The exercise asks for every line of the data to be reproduced exactly.
"""
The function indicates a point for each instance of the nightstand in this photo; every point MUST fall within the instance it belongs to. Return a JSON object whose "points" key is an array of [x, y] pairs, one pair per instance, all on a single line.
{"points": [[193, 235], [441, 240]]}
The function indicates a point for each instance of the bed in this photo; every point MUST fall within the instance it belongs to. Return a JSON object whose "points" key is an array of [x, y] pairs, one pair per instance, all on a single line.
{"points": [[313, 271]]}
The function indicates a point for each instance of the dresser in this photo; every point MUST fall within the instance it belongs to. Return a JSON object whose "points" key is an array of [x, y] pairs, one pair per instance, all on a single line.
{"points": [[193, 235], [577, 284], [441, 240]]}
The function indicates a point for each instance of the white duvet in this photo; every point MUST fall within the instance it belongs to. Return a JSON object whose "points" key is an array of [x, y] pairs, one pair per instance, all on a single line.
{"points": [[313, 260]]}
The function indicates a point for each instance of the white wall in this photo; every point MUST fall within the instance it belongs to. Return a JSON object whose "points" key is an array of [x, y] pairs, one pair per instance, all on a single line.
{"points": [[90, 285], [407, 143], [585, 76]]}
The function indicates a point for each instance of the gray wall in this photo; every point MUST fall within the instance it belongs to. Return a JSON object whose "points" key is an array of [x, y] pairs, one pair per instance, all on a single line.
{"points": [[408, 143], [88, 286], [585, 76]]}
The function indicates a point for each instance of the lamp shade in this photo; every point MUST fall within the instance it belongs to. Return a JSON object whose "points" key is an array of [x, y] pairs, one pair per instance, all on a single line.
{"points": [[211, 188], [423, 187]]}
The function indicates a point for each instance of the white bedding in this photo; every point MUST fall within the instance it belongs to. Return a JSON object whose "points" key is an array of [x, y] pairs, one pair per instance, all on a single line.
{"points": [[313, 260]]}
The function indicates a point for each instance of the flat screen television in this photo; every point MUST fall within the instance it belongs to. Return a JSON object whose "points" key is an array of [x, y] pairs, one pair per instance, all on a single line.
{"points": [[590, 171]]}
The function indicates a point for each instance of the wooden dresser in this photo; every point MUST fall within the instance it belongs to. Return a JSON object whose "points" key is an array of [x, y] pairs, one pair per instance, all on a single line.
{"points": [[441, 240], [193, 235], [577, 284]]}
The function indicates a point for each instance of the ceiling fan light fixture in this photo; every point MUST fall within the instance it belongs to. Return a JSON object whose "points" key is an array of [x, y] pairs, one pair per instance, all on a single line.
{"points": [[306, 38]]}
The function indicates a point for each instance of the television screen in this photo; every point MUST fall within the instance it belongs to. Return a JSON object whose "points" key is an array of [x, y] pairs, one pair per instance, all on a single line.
"""
[Solution]
The function indicates a point for each instance of the nightstand in this photo; every point MUST fall within the instance it belongs to. Return a JSON object whose "points" key is an array of [x, y] pairs, one pair per instance, all on a single line.
{"points": [[193, 235], [441, 240]]}
The function indicates a point for each instance of the bed in this photo; every point MUST fall within the instance it belongs to. Return a JSON object whose "points" key is an array of [x, y] pairs, one pair per instance, all on a single line.
{"points": [[313, 271]]}
The function indicates a point for each instance of the dresser in this photo; every point MUST fall within the instance it belongs to. Return a JSON object whose "points" key is an array of [x, y] pairs, one pair per instance, all on a single line.
{"points": [[193, 235], [577, 284], [441, 240]]}
The function indicates a point for each instance of the white duvet in this photo; every point MUST fall within the instance it belongs to. Return a JSON object whose "points" key is an array of [x, y] pairs, one pair per instance, all on a single line.
{"points": [[313, 260]]}
The function indicates a point for each instance of the white wall in this photo; every point MUST fall within the instance it belongs to. Return a JSON object whose "points" key is an array of [x, y] pairs, one pair per instance, all on a single line.
{"points": [[90, 285], [407, 143], [585, 76]]}
The function indicates a point for each instance of the gray wall in this photo; every point MUST fall within the instance it belongs to. Return a JSON object whose "points" key is an array of [x, y] pairs, one pair per instance, all on a single line.
{"points": [[408, 143], [88, 286], [585, 76]]}
The function indicates a point for each instance of the lamp shade in this photo; every point MUST fall within the instance it belongs to. Return a JSON object whose "points" key is an array of [x, y] pairs, one pair per instance, all on a single line.
{"points": [[211, 188], [423, 187]]}
The function indicates a point for each instance of the white bedding in this photo; every point MUST fall within the instance it belongs to. Return a JSON object whose "points" key is an array of [x, y] pairs, one pair per instance, all on a single line.
{"points": [[313, 260]]}
The function indicates a point for each instance of the flat screen television in this photo; every point MUST fall within the instance it belongs to. Return a JSON object whose "points" key is an array of [x, y] pairs, one pair per instance, all on a single line.
{"points": [[590, 171]]}
The function indicates a point for each instance of the wooden dresser in this photo; every point MUST fall within the instance it belongs to. Return a JSON object whose "points" key is an array of [x, y] pairs, one pair per instance, all on a single line.
{"points": [[441, 240], [193, 235], [577, 284]]}
The function indicates a point for each instance of the ceiling fan light fixture in this photo; every point MUST fall within the instance it belongs to. Return a JSON object whose "points" key is an array of [x, y] pairs, one pair per instance, all on a single line.
{"points": [[306, 38]]}
The function indicates a point for each instance of the television screen in this photo; every point MUST fall within the instance it belongs to. Return a JSON object whose "points" key is an array of [x, y] pairs, one pair per instance, all on a single line.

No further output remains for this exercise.